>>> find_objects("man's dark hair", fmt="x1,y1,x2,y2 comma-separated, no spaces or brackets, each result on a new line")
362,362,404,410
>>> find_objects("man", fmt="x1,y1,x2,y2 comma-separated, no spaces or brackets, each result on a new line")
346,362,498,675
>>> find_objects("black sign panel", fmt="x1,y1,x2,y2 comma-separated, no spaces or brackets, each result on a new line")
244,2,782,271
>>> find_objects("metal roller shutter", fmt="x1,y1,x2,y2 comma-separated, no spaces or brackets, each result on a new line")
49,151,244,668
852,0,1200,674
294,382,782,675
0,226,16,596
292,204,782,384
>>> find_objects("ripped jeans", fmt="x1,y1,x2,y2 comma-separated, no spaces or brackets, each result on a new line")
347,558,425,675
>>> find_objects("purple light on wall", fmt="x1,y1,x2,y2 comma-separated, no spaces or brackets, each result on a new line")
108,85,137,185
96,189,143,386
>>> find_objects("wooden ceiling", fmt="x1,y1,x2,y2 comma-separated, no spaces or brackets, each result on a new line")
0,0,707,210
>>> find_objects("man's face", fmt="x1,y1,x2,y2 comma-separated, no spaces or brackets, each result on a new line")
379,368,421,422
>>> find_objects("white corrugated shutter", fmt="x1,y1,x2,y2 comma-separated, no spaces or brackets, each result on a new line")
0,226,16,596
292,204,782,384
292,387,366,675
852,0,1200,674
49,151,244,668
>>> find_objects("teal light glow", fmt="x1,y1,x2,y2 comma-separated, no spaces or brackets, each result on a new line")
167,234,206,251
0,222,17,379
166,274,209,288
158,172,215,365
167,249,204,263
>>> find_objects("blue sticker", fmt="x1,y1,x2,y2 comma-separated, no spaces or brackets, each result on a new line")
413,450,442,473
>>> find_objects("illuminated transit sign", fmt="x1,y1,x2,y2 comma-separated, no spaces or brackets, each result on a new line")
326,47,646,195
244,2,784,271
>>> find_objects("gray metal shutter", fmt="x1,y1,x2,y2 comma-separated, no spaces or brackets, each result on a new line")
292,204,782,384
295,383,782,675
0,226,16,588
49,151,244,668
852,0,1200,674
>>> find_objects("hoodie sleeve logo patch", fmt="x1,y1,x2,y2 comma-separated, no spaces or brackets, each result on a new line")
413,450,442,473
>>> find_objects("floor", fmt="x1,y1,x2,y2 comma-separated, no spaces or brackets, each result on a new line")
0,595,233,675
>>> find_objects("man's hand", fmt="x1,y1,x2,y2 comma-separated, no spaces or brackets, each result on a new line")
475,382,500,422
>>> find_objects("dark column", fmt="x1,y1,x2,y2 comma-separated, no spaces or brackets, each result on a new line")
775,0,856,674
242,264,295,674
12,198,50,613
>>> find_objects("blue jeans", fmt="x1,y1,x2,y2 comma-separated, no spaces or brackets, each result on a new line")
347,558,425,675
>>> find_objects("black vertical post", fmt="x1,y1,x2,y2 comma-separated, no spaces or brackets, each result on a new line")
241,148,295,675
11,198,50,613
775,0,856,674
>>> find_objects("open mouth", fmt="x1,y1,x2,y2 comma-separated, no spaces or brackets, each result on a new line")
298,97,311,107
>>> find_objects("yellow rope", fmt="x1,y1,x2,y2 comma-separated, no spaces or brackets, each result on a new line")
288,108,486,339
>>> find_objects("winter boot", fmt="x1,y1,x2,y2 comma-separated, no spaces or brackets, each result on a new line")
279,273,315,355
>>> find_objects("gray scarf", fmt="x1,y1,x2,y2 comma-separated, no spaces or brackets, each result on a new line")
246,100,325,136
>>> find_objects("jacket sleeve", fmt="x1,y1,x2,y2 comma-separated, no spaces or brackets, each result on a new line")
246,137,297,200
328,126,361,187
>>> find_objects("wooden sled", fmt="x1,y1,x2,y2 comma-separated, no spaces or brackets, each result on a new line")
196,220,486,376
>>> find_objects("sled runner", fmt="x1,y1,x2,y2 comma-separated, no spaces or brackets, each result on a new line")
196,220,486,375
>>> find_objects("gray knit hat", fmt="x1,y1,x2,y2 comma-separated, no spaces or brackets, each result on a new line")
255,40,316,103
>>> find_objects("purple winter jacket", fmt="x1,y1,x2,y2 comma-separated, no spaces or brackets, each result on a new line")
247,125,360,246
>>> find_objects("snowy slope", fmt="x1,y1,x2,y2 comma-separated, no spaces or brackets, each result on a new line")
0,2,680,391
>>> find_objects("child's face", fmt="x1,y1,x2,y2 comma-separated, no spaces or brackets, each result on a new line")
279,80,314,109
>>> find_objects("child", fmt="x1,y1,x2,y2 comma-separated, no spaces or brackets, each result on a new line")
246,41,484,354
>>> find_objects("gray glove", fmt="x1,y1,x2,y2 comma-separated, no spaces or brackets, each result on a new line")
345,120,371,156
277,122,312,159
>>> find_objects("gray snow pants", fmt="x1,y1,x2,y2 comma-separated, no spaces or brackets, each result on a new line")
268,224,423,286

## AIM
Output every entry above as a two-column CSV with the headers call and result, one row per entry, each field in double quotes and every line break inside a field replaced by a space.

## EXERCISE ANSWER
call,result
">>> find_objects(""man's dark hair"", fmt=""x1,y1,x2,y2 comma-separated, no spaces or brackets, each result on a new line"")","362,362,404,410"
">>> find_objects(""man"", fmt=""x1,y1,x2,y2 comma-separated, no spaces or brackets, each result on a new line"")","346,362,498,675"
">>> find_objects(""black sign panel"", fmt=""x1,y1,x2,y2 comma-separated, no spaces or brackets, each result on a new line"")","244,2,782,271"
">>> find_objects(""metal roller shutter"", fmt=""x1,y1,x2,y2 comma-separated, no spaces or brackets, each result on a new line"")","49,151,244,668 852,0,1200,674 294,382,782,675 0,226,16,596 292,204,782,384"
">>> find_objects(""ripped jeans"", fmt=""x1,y1,x2,y2 comma-separated, no spaces or brackets, each result on a new line"")","347,558,425,675"
">>> find_objects(""purple light on wall"", fmt=""x1,y1,x2,y2 comma-separated, no spaces or brackets, each result on a new line"")","108,85,137,185 96,189,143,386"
">>> find_objects(""wooden ceiling"", fmt=""x1,y1,x2,y2 comma-separated, no spaces or brackets, each result on a new line"")","0,0,707,210"
">>> find_objects(""man's face"", fmt=""x1,y1,x2,y2 comma-separated, no spaces or brackets, each result on a new line"")","379,368,421,422"
">>> find_objects(""white corrugated shutter"", fmt=""x1,y1,x2,y2 comma-separated, no spaces or brackets, each result on a new line"")","0,226,16,596 292,204,782,384 292,387,366,675 852,0,1200,674 49,151,244,668"
">>> find_objects(""teal light glow"", fmt=""x1,y1,x2,y2 comma-separated, no spaces or brackets, each result on a new line"")","167,234,206,251 0,222,17,379 166,274,209,288 158,172,215,365 167,249,204,263"
">>> find_objects(""blue sticker"", fmt=""x1,y1,x2,y2 comma-separated, no spaces or brackets, each result on a new line"")","413,450,442,473"
">>> find_objects(""illuminated transit sign"", fmt=""x1,y1,x2,y2 comma-separated, no spaces or brackets, each result on a new line"")","326,47,646,195 244,2,784,271"
">>> find_objects(""gray metal shutter"", fmt=""x1,y1,x2,y2 comma-separated, no spaces or brackets, each result on a new line"")","292,204,782,384 295,383,782,675 0,226,16,588 49,151,244,668 852,0,1200,674"
">>> find_objects(""hoodie sleeve logo patch"", fmt=""x1,y1,x2,y2 comma-separated, no spaces or brackets, each result on a new line"")","413,450,442,473"
">>> find_objects(""floor"", fmt=""x1,y1,x2,y2 comma-separated, no spaces or brackets, each result on a new line"")","0,595,233,675"
">>> find_objects(""man's hand"", fmt=""x1,y1,x2,y2 comma-separated, no spaces or brackets, each result on a new line"")","475,382,500,422"
">>> find_objects(""dark column"", fmt=""x1,y1,x2,y2 comma-separated, no spaces or brackets, each result on a new line"")","775,0,856,674 242,264,295,674 12,198,50,613"
">>> find_objects(""blue jeans"", fmt=""x1,y1,x2,y2 comma-separated, no spaces or brackets, each result on a new line"")","347,558,425,675"
">>> find_objects(""black vertical post"", fmt=""x1,y1,x2,y2 comma-separated, no spaces or brackets, each result on a new line"")","241,148,295,675 11,198,50,613 775,0,856,674"
">>> find_objects(""open mouth"", fmt=""x1,y1,x2,y2 comma-separated, no spaces or brackets, each result on a new line"")","298,97,311,107"
">>> find_objects(""yellow rope"", fmt=""x1,y1,x2,y2 comma-separated, no spaces or brackets, each result on a new line"")","288,108,486,339"
">>> find_objects(""winter boot"", fmt=""x1,y1,x2,y2 comma-separated, no spaces or brackets, each result on a new line"")","279,273,315,355"
">>> find_objects(""gray scarf"", fmt=""x1,y1,x2,y2 comma-separated, no spaces or brackets, each result on a new line"")","246,100,325,136"
">>> find_objects(""jacket sleeve"", fmt=""x1,y1,x2,y2 comma-separated, no spaces or brackets, each result on a new line"")","246,137,297,200 328,126,361,187"
">>> find_objects(""wooden sled"", fmt=""x1,y1,x2,y2 comma-separated, no spaces or brackets, each result on a new line"")","196,220,486,376"
">>> find_objects(""sled runner"", fmt=""x1,y1,x2,y2 comma-separated, no spaces or brackets, each result on a new line"")","196,220,486,375"
">>> find_objects(""gray knit hat"", fmt=""x1,y1,x2,y2 comma-separated, no spaces or brackets, each result on a new line"")","255,40,316,103"
">>> find_objects(""purple winter jacket"", fmt=""x1,y1,x2,y2 comma-separated, no spaces or brackets, each result on a new line"")","247,125,360,246"
">>> find_objects(""snowy slope"", fmt=""x1,y1,x2,y2 comma-separated, no spaces or brackets, each result on a new line"")","0,2,680,391"
">>> find_objects(""child's face"", fmt=""x1,y1,x2,y2 comma-separated, no spaces or brackets, each result on a new line"")","279,80,314,109"
">>> find_objects(""child"", fmt=""x1,y1,x2,y2 comma-separated, no spaces or brackets, each result on a new line"")","246,41,484,354"
">>> find_objects(""gray glove"", fmt=""x1,y1,x2,y2 comma-separated, no spaces or brackets, each result on a new line"")","345,120,371,156 277,122,312,159"
">>> find_objects(""gray snow pants"", fmt=""x1,y1,x2,y2 comma-separated, no spaces or brackets, each result on a new line"")","268,224,423,286"